● What the task asks
Copy every line of the material below without any changes.

● Exercise input

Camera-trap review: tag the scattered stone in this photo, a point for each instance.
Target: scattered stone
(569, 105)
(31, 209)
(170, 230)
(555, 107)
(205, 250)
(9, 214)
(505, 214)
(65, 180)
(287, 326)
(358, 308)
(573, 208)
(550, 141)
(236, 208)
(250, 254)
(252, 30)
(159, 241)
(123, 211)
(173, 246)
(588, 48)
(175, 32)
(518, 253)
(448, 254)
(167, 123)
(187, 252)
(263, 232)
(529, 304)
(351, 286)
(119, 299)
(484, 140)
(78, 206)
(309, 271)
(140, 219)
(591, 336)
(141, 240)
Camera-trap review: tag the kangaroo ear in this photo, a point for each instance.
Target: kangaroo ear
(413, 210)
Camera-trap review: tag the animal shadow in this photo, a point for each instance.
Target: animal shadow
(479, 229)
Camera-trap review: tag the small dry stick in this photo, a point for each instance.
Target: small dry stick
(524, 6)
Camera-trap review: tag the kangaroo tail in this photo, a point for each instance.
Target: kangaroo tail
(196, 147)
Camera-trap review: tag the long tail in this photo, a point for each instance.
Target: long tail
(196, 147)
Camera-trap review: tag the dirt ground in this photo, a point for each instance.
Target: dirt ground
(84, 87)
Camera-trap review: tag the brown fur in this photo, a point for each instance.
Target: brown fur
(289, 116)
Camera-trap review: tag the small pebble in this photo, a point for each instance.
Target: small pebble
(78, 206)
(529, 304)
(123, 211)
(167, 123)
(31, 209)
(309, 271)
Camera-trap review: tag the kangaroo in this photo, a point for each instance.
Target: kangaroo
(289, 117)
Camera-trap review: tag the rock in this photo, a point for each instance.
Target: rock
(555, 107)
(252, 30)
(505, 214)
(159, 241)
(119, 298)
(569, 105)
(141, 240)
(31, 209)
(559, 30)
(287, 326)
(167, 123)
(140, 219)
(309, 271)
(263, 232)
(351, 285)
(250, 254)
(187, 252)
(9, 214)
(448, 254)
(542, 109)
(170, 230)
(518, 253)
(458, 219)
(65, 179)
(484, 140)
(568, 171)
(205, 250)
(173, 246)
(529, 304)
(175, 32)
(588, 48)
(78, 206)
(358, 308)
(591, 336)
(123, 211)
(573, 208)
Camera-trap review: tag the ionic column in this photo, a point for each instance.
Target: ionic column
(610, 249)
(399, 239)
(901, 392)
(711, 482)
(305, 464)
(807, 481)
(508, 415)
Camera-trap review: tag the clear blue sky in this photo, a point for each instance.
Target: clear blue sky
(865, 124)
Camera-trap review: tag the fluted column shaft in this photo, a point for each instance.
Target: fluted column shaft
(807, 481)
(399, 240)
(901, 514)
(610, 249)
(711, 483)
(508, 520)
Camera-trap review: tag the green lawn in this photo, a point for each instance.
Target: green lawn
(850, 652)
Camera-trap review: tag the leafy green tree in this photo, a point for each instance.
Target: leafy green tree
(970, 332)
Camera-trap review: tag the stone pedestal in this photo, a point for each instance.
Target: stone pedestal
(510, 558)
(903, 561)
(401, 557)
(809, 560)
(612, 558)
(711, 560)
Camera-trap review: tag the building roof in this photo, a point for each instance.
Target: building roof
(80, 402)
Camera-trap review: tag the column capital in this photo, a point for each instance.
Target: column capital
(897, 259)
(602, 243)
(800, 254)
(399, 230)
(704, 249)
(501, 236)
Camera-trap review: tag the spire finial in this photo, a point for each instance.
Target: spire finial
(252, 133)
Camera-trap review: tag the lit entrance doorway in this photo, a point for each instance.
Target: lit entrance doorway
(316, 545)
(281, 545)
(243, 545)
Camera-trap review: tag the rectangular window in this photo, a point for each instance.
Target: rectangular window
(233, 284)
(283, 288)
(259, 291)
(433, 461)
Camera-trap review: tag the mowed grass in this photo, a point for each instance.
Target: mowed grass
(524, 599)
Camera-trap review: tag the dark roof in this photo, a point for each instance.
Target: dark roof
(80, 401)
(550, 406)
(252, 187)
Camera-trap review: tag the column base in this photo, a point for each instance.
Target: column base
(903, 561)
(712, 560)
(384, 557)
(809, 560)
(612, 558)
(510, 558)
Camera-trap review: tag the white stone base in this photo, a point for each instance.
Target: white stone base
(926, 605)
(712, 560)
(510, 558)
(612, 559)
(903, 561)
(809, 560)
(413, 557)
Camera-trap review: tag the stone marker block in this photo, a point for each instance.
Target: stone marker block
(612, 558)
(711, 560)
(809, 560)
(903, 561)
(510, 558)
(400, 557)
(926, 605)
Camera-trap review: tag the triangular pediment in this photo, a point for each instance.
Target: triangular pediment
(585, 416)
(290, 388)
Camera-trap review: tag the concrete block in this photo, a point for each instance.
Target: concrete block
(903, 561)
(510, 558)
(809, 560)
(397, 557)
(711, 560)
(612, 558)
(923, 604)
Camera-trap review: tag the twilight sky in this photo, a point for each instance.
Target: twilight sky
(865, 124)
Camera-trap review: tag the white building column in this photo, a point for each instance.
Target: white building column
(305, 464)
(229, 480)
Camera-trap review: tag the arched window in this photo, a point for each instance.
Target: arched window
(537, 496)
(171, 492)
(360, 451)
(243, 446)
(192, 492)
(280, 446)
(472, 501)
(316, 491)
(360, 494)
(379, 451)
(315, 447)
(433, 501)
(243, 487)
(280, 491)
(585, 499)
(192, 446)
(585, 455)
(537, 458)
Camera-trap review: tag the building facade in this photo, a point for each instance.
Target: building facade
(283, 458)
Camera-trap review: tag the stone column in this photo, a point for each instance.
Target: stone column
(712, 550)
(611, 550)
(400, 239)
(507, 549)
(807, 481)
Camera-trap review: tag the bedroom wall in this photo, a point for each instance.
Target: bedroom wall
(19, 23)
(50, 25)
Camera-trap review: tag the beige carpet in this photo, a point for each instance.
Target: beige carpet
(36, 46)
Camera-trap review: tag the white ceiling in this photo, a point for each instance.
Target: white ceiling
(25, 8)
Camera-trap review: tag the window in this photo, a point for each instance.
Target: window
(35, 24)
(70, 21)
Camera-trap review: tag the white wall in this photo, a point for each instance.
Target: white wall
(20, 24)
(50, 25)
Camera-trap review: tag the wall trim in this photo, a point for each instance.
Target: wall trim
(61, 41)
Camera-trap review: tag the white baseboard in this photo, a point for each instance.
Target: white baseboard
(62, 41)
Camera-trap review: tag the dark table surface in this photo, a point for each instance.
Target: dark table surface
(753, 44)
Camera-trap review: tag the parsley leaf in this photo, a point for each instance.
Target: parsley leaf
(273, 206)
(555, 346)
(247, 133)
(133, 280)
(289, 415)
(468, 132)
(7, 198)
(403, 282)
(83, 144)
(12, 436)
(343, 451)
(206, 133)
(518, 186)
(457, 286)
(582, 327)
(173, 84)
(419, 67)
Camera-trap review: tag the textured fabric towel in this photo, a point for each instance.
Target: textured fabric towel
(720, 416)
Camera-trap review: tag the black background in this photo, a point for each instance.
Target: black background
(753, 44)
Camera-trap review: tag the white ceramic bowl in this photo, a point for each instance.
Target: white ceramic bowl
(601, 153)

● Exercise result
Camera-trap review: tag the scattered stone in this photo, a point for each instance.
Target: scattered stone
(569, 105)
(31, 209)
(170, 230)
(555, 107)
(205, 250)
(9, 214)
(505, 214)
(65, 180)
(287, 326)
(358, 308)
(573, 208)
(550, 141)
(236, 208)
(250, 254)
(252, 30)
(159, 241)
(123, 211)
(173, 246)
(588, 48)
(175, 32)
(518, 253)
(448, 254)
(167, 123)
(187, 252)
(263, 232)
(529, 304)
(351, 286)
(119, 299)
(484, 140)
(78, 206)
(309, 271)
(140, 219)
(591, 336)
(141, 240)
Camera-trap review: tag the kangaroo ear in this photo, a point for each instance.
Target: kangaroo ear
(413, 210)
Camera-trap review: tag the animal shadow in this photo, a point for each instance.
Target: animal shadow
(479, 229)
Camera-trap review: tag the small dry stick in this photo, a point for each instance.
Target: small dry stick
(524, 6)
Camera-trap review: tag the kangaroo tail in this photo, a point for each instance.
Target: kangaroo tail
(196, 147)
Camera-trap review: tag the long tail in this photo, a point for each instance.
Target: long tail
(196, 147)
Camera-trap review: tag the dirt ground in this photo, a point for each instance.
Target: dirt ground
(84, 87)
Camera-trap review: tag the brown fur in this photo, a point for each instance.
Target: brown fur
(289, 116)
Camera-trap review: tag the small pebble in this photo, a point for each instance.
Target: small pebble
(78, 206)
(529, 304)
(123, 211)
(167, 123)
(31, 209)
(309, 271)
Camera-trap review: tag the kangaroo in this photo, a point for each instance.
Target: kangaroo
(289, 117)
Camera-trap review: tag the rock in this photo, a point for each instance.
Target: rock
(555, 107)
(252, 30)
(505, 214)
(159, 241)
(119, 298)
(569, 105)
(141, 240)
(31, 209)
(559, 30)
(287, 326)
(167, 123)
(140, 219)
(309, 271)
(263, 232)
(351, 285)
(250, 254)
(187, 252)
(9, 214)
(448, 254)
(542, 109)
(170, 230)
(518, 253)
(458, 219)
(65, 179)
(484, 140)
(568, 171)
(205, 250)
(173, 246)
(529, 304)
(175, 32)
(588, 48)
(78, 206)
(358, 308)
(591, 336)
(123, 211)
(573, 208)
Camera-trap review: tag the ionic column in this photo, a point for each instance.
Target: ionic column
(610, 249)
(399, 239)
(901, 392)
(711, 482)
(305, 464)
(807, 481)
(508, 415)
Camera-trap review: tag the clear blue sky in this photo, a point for each instance.
Target: clear blue sky
(865, 124)
Camera-trap review: tag the fluted column shaft in this photo, a point for each instance.
Target: fluted column shaft
(807, 481)
(399, 240)
(901, 514)
(610, 249)
(711, 483)
(508, 520)
Camera-trap review: tag the green lawn in this photo, a point for each instance.
Target: green lawn
(850, 652)
Camera-trap review: tag the leafy green tree in this photo, a point for each instance.
Target: leafy green tree
(970, 332)
Camera-trap review: tag the stone pedestal in this photo, a point for each instance.
Target: stone pedestal
(510, 558)
(903, 561)
(401, 557)
(809, 560)
(612, 558)
(711, 560)
Camera-trap review: tag the building roof in this photo, a point for each instance.
Target: building roof
(80, 402)
Camera-trap review: tag the column capital in this photo, a point for each instance.
Target: column capital
(897, 259)
(602, 243)
(800, 254)
(399, 230)
(704, 249)
(501, 236)
Camera-trap review: tag the spire finial in this photo, a point for each instance.
Target: spire finial
(252, 133)
Camera-trap review: tag the lit entrance doorway in this photo, a point for each instance.
Target: lit entrance doorway
(316, 545)
(281, 545)
(243, 545)
Camera-trap review: tag the rectangular window in this photo, a point for each instance.
Target: rectangular window
(233, 284)
(283, 288)
(259, 291)
(433, 461)
Camera-trap review: tag the mowed grass in this photo, a point for each instance.
Target: mowed grass
(524, 599)
Camera-trap review: tag the dark roof in this photo, a point for each instance.
Target: dark roof
(80, 401)
(550, 406)
(252, 187)
Camera-trap review: tag the column base in this photo, a point for each instance.
Target: column base
(903, 561)
(712, 560)
(384, 557)
(809, 560)
(612, 558)
(510, 558)
Camera-trap review: tag the white stone base in this photo, a point for each instance.
Target: white stone base
(926, 605)
(712, 560)
(510, 558)
(612, 559)
(903, 561)
(809, 560)
(413, 557)
Camera-trap review: tag the stone marker block in this photo, a point for each instance.
Target: stone marker block
(612, 558)
(711, 560)
(809, 560)
(903, 561)
(510, 558)
(400, 557)
(926, 605)
Camera-trap review: tag the triangular pediment in this photo, a point for each instance.
Target: triangular pediment
(585, 416)
(290, 388)
Camera-trap review: tag the concrete block in this photo, a point for each instance.
Target: concrete block
(903, 561)
(510, 558)
(809, 560)
(397, 557)
(711, 560)
(612, 558)
(923, 604)
Camera-trap review: tag the twilight sky in this photo, a point for each instance.
Target: twilight sky
(865, 124)
Camera-trap review: tag the white building column in this photo, a point for each instance.
Target: white building column
(305, 464)
(229, 480)
Camera-trap review: tag the arched window in this photo, a point for each instance.
Target: arched window
(537, 496)
(171, 492)
(360, 451)
(243, 446)
(192, 492)
(280, 446)
(472, 501)
(316, 491)
(360, 494)
(379, 451)
(315, 447)
(433, 501)
(243, 487)
(280, 491)
(585, 499)
(192, 446)
(585, 455)
(537, 458)
Camera-trap review: tag the building facade in this photo, a point for each instance.
Target: building facade
(283, 458)
Camera-trap review: tag the stone column in this photo, a point for each instance.
Target: stone column
(712, 550)
(611, 550)
(400, 239)
(507, 549)
(807, 481)
Camera-trap review: tag the bedroom wall in this photo, a point for each instance.
Target: bedroom wall
(19, 23)
(50, 25)
Camera-trap review: tag the beige carpet in this photo, a point for each instance.
Target: beige carpet
(36, 46)
Camera-trap review: tag the white ceiling in this photo, a point for each instance.
Target: white ceiling
(25, 8)
Camera-trap review: tag the window in this photo, a point for each instance.
Target: window
(35, 24)
(70, 21)
Camera-trap review: tag the white wall in this photo, a point for each instance.
Target: white wall
(20, 24)
(50, 25)
Camera-trap review: tag the wall trim in this photo, a point for each instance.
Target: wall trim
(61, 41)
Camera-trap review: tag the white baseboard in this photo, a point for each instance.
Target: white baseboard
(62, 41)
Camera-trap review: tag the dark table surface in this photo, a point for each instance.
Target: dark table surface
(753, 44)
Camera-trap review: tag the parsley leaf in this photo, a point for each instance.
Target: parsley leaf
(273, 206)
(555, 346)
(247, 133)
(133, 280)
(289, 415)
(468, 132)
(7, 198)
(403, 282)
(83, 144)
(12, 436)
(343, 451)
(206, 133)
(518, 186)
(457, 286)
(582, 327)
(173, 84)
(419, 67)
Camera-trap review: tag the textured fabric towel in this photo, a point for each instance.
Target: textured fabric towel
(720, 416)
Camera-trap review: tag the black background in this photo, a point for each instance.
Target: black background
(753, 44)
Camera-trap review: tag the white ceramic bowl in this photo, a point for each instance.
Target: white ceramic bowl
(601, 153)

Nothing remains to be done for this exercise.